--- DATA FOR REVIEW Enclosed Below ---

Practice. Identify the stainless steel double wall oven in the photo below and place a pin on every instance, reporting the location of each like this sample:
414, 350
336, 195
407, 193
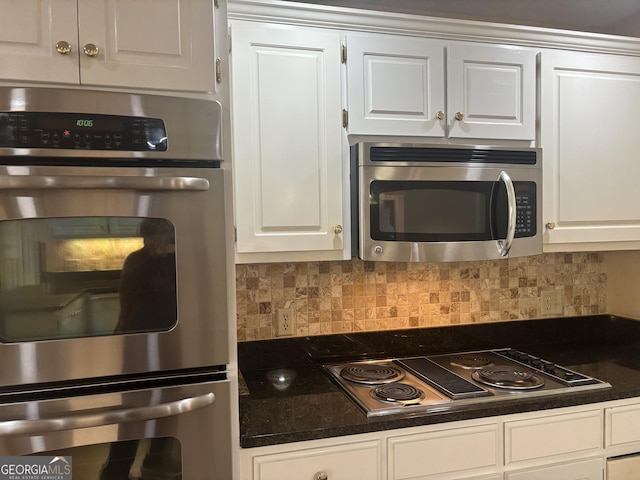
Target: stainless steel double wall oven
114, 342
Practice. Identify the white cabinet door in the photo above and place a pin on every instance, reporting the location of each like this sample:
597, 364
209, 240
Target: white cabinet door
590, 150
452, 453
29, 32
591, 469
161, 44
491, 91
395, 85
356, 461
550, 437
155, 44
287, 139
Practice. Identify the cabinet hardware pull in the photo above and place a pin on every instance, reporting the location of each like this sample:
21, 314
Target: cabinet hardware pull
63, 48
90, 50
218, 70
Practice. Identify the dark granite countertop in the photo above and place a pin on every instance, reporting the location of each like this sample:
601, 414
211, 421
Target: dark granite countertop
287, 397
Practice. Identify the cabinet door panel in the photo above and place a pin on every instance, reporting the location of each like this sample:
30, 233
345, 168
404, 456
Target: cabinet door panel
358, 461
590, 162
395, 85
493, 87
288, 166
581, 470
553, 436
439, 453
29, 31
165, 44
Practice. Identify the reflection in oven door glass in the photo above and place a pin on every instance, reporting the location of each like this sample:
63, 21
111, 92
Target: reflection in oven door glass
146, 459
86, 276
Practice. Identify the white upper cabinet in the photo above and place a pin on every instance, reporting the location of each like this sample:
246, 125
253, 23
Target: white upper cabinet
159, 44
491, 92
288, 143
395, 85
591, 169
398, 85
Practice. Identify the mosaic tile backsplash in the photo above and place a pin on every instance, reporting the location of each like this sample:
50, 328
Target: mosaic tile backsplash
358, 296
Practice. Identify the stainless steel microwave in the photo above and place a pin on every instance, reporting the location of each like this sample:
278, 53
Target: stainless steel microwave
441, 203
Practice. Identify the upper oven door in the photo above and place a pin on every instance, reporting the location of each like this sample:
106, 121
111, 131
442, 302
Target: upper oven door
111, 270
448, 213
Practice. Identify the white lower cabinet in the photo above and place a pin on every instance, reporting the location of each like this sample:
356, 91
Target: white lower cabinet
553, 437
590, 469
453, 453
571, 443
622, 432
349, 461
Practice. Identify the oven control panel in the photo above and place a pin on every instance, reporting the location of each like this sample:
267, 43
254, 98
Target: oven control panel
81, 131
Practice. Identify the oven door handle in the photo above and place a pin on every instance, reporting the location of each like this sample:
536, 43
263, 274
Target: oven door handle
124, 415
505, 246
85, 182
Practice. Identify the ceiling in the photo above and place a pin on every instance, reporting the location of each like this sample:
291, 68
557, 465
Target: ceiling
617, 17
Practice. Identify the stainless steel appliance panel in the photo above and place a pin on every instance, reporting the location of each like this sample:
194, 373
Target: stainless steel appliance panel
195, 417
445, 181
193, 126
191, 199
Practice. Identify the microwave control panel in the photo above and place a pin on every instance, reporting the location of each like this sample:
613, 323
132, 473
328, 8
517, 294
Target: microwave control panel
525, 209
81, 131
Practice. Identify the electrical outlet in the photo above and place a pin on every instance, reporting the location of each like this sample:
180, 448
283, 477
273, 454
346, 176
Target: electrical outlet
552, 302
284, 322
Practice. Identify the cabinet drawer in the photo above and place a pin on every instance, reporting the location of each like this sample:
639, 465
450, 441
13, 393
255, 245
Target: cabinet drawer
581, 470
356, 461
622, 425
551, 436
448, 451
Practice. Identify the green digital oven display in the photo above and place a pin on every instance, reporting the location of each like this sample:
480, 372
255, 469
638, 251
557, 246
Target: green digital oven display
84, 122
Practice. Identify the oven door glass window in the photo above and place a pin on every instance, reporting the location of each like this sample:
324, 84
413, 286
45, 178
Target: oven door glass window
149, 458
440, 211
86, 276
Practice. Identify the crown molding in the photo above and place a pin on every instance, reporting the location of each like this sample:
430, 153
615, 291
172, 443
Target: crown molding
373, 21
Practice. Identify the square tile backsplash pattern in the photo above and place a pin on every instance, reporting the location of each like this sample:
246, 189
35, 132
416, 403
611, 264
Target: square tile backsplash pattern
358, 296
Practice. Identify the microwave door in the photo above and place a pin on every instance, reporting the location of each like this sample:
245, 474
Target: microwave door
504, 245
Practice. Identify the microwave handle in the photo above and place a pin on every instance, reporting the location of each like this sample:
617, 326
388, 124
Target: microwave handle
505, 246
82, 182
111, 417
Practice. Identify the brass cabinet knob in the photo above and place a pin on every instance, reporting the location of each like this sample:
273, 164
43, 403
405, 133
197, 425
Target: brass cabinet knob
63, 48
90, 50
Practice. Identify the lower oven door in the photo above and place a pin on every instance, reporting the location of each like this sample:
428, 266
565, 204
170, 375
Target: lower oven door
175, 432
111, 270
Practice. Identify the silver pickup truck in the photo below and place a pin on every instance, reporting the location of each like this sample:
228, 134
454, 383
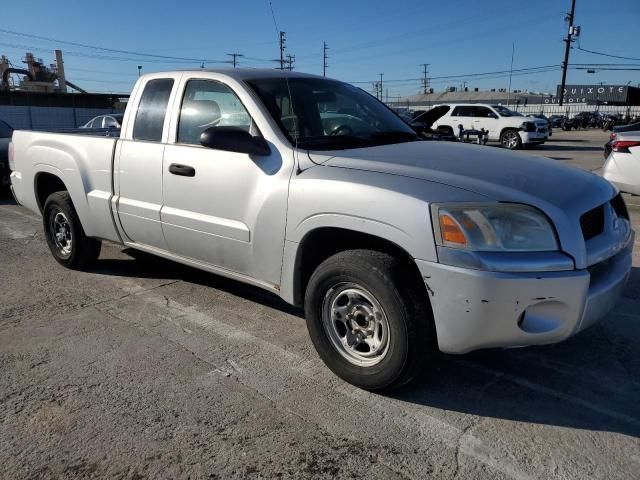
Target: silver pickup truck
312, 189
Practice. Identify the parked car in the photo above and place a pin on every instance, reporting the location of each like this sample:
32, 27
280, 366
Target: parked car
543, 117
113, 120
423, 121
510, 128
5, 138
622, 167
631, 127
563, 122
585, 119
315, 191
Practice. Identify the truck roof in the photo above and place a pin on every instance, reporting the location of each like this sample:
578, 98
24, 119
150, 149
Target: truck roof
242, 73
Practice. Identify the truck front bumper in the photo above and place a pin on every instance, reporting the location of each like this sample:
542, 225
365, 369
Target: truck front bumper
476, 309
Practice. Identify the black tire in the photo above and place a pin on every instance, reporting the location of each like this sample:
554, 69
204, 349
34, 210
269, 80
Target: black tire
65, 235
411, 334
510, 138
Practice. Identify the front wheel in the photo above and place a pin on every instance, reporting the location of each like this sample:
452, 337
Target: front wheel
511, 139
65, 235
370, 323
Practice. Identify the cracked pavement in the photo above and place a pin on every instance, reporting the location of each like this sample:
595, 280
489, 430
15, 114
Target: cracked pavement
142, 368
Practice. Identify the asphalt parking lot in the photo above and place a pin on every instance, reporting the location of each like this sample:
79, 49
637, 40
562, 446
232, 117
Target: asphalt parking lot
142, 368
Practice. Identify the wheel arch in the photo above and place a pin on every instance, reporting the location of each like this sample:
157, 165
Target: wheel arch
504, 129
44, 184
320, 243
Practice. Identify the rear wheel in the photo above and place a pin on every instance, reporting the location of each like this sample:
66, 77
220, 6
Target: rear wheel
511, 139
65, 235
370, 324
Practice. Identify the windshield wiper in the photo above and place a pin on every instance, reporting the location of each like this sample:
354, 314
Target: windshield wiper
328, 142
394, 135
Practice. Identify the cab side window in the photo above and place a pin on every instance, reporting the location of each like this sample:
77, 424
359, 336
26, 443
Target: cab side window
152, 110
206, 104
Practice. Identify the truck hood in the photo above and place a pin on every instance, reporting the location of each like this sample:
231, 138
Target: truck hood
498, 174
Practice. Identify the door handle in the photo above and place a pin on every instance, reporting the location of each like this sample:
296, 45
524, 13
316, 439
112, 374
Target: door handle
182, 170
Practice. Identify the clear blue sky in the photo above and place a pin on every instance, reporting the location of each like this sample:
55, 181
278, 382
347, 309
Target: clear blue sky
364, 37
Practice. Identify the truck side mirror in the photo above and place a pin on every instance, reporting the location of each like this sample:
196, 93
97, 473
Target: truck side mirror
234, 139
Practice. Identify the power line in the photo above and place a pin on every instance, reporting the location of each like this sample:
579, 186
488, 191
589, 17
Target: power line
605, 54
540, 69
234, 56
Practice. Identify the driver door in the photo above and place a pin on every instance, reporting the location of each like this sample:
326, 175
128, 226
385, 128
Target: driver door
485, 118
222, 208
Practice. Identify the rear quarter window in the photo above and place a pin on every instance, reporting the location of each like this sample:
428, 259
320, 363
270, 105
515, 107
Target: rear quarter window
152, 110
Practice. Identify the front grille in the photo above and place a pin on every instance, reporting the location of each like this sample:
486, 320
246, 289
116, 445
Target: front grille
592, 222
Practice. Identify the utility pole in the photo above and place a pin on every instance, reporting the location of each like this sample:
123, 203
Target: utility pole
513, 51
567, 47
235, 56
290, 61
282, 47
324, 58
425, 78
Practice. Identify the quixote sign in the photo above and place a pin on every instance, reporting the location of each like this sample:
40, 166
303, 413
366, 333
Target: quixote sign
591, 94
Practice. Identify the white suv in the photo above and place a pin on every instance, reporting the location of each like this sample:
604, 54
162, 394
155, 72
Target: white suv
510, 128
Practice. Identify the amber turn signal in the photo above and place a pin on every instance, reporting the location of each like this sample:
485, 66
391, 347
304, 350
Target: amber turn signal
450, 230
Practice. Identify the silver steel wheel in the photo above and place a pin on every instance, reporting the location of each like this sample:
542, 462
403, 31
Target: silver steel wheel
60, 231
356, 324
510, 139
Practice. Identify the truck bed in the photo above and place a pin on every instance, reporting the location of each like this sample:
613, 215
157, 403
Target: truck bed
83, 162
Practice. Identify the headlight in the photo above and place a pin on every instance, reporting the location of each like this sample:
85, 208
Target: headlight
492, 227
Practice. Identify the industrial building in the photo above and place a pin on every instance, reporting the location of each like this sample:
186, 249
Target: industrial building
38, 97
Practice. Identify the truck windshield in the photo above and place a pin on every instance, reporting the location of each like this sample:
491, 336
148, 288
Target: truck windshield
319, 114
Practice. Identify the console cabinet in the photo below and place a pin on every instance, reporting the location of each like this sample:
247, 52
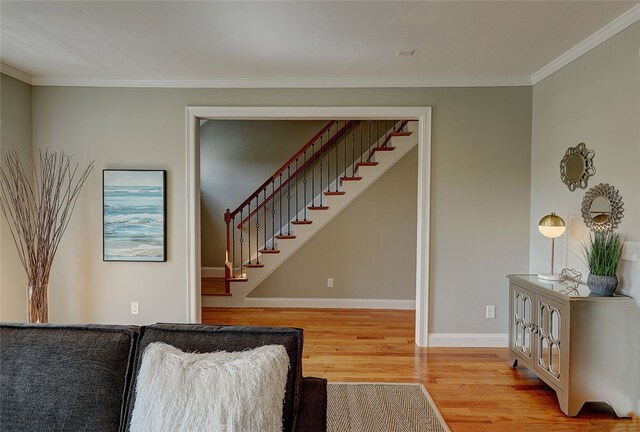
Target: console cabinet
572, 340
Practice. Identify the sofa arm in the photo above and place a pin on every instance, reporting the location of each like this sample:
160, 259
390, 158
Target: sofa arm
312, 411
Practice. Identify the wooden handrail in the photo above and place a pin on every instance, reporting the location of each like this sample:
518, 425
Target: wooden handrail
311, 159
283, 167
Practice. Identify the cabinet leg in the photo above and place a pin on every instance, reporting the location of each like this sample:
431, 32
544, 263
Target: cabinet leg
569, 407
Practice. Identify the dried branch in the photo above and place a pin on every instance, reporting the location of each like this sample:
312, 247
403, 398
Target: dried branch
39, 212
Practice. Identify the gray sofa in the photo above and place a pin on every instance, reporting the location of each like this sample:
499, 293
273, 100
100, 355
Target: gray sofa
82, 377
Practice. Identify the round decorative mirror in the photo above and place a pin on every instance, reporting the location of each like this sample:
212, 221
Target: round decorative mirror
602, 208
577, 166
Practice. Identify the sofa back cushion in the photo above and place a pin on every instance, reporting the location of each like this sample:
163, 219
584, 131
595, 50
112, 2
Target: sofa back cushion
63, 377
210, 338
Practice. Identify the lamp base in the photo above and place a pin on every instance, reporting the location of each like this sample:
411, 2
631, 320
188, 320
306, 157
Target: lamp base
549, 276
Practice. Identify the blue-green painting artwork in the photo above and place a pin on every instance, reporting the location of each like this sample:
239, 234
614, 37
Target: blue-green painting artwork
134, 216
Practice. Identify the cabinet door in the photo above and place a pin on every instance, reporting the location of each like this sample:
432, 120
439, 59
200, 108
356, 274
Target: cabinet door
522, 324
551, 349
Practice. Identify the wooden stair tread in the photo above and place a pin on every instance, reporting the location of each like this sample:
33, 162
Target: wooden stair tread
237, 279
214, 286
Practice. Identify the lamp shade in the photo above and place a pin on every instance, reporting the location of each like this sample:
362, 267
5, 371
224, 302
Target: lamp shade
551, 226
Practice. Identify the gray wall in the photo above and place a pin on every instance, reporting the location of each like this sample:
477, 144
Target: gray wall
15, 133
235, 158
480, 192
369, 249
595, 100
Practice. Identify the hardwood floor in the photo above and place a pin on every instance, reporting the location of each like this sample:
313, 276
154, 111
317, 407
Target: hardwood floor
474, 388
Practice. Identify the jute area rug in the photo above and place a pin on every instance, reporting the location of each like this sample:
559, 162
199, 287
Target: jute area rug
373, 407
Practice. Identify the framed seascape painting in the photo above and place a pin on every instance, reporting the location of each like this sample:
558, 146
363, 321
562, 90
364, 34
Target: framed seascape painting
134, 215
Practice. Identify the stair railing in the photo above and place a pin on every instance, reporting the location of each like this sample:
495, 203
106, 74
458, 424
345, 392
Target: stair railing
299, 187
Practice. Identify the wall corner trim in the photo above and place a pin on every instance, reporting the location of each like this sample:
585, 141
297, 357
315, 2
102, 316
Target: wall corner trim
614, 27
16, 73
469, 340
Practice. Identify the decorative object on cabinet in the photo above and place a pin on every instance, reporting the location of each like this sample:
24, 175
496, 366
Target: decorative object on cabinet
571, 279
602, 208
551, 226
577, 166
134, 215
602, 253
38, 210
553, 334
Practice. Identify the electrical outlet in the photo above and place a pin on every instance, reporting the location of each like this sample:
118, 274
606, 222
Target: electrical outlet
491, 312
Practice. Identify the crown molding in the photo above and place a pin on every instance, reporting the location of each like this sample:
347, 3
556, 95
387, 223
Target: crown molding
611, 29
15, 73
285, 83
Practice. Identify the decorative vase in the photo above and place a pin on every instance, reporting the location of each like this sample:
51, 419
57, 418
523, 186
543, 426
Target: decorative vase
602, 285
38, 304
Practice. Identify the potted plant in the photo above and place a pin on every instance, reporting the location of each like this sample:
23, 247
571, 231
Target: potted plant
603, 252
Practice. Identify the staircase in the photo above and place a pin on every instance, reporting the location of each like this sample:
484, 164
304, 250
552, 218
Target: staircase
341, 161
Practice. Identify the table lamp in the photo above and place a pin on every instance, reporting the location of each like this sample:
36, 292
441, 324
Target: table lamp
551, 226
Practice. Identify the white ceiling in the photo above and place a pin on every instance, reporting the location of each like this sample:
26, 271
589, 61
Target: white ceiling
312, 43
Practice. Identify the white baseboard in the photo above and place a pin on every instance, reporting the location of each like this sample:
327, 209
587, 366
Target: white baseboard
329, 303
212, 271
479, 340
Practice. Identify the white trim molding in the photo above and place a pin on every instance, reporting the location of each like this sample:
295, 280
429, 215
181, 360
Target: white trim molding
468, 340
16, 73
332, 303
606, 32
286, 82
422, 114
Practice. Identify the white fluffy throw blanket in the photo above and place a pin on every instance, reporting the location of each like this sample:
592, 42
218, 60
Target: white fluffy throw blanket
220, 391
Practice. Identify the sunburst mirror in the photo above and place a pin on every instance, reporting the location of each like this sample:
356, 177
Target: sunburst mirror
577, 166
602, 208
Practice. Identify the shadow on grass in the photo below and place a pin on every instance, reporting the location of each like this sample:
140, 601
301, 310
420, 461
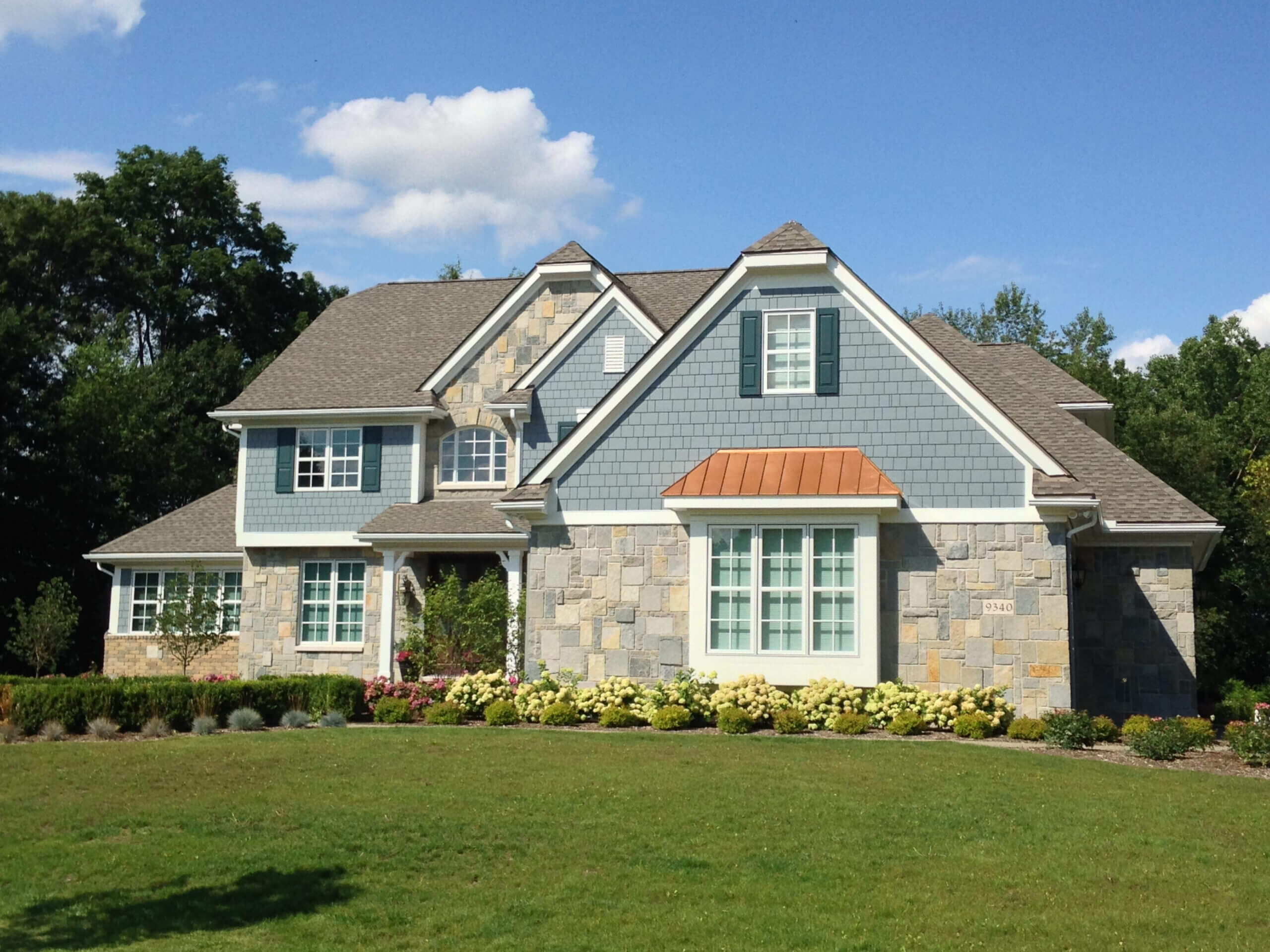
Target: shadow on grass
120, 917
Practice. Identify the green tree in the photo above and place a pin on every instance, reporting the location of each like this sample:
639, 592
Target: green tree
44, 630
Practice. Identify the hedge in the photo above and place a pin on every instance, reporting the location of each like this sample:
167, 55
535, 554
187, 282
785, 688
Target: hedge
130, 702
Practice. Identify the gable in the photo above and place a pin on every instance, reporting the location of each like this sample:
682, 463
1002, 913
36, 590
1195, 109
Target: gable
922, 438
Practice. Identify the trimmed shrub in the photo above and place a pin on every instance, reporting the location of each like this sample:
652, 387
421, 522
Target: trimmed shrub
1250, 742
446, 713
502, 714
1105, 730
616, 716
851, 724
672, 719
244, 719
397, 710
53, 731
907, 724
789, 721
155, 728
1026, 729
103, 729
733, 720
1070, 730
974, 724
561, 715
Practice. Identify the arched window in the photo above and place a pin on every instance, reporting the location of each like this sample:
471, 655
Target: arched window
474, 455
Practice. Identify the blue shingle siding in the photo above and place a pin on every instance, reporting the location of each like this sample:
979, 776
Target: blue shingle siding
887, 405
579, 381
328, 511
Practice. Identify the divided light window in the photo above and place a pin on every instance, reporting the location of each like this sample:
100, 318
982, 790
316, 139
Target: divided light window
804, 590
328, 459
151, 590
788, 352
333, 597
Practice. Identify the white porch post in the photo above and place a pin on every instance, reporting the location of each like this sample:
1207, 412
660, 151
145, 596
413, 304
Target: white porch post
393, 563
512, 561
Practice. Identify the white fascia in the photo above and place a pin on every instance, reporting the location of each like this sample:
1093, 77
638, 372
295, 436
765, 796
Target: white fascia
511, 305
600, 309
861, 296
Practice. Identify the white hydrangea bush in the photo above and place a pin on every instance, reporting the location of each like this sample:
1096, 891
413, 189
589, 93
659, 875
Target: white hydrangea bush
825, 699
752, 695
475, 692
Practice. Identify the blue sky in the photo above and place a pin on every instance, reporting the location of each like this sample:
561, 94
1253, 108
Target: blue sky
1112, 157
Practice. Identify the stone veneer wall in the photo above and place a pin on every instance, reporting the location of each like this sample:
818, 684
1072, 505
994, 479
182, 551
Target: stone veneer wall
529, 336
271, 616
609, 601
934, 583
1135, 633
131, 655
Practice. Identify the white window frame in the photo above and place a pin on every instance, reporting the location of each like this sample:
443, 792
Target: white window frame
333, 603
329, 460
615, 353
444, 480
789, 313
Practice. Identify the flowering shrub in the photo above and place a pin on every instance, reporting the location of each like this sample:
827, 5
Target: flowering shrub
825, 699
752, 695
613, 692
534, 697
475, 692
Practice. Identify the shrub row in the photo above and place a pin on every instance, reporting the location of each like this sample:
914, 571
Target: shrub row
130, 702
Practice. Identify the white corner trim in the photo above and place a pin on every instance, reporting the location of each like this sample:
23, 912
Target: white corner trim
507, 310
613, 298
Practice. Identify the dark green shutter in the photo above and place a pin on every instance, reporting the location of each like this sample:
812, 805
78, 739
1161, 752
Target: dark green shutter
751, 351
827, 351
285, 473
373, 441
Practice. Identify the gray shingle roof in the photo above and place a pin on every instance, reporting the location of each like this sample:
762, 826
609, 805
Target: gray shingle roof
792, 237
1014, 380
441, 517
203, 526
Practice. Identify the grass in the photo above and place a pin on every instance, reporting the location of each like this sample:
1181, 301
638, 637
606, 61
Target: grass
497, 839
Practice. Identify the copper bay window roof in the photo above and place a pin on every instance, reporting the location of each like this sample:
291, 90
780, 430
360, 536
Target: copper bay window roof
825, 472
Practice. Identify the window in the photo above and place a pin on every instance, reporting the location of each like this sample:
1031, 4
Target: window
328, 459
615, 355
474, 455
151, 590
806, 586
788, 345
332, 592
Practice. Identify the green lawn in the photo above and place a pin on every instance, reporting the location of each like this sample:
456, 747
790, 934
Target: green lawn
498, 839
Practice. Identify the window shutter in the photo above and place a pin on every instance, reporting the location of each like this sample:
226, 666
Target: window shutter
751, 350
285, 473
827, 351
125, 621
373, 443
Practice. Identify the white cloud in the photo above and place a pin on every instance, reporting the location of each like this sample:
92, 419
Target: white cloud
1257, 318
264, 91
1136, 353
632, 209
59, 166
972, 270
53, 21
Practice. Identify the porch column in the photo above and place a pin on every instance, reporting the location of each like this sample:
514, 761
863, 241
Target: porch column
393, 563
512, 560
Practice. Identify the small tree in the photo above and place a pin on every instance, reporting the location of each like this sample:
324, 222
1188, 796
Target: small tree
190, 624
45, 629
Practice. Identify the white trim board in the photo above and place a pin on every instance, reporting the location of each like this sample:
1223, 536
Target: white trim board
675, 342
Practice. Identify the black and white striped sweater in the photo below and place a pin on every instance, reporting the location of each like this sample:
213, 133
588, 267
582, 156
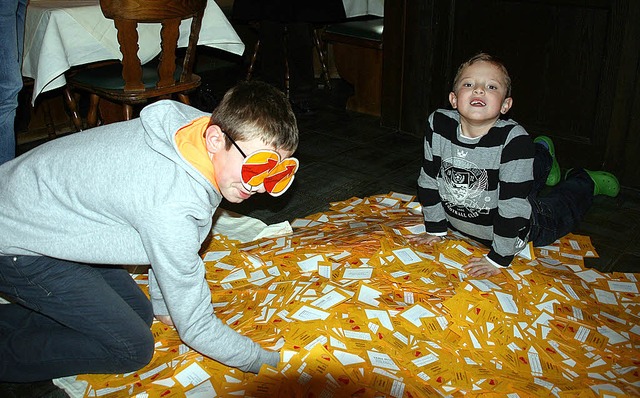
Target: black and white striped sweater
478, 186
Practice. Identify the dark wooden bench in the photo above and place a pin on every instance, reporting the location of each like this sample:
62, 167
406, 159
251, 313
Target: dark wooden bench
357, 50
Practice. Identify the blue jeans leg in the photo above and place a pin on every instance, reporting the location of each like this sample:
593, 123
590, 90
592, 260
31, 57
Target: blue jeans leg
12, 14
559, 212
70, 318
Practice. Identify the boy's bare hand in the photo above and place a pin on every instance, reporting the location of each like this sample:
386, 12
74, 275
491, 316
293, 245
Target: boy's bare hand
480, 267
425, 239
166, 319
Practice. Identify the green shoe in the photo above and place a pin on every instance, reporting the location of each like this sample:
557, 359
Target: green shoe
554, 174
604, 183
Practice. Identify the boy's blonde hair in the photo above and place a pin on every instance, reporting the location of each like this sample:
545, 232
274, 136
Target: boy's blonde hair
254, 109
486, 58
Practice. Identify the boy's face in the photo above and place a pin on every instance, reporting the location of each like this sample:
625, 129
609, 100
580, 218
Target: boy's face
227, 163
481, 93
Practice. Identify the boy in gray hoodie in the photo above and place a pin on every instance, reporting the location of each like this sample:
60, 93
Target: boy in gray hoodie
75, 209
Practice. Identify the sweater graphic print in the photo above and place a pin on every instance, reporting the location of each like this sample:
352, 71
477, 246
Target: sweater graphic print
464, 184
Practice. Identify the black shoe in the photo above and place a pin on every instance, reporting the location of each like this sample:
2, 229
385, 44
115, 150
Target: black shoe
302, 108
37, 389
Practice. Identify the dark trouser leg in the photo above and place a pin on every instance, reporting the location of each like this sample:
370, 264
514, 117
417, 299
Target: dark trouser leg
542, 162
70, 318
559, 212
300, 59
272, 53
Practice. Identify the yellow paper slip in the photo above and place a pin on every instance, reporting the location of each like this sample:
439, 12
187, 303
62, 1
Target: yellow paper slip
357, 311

--- End of Enclosed DATA FOR REVIEW ---

▸ **TASK OBJECTIVE**: From the line with "Practice. Identify the dark trouser" to the final line of the data above, please reproduce every line exactly and add nothing.

▸ **SOLUTION FOR THIS EXERCISE**:
Practice. Identify the dark trouser leg in the photo above and place a pin on every instance, reporting the location of each like this sample:
370, 264
514, 117
417, 299
Target: dark trouser leg
542, 162
70, 318
559, 212
300, 59
272, 53
Practice. Identify the yellow paper slip in the photo above and place a pin on every instance, reporting the location of each like this sample:
439, 12
187, 303
62, 1
Target: yellow paper slip
357, 311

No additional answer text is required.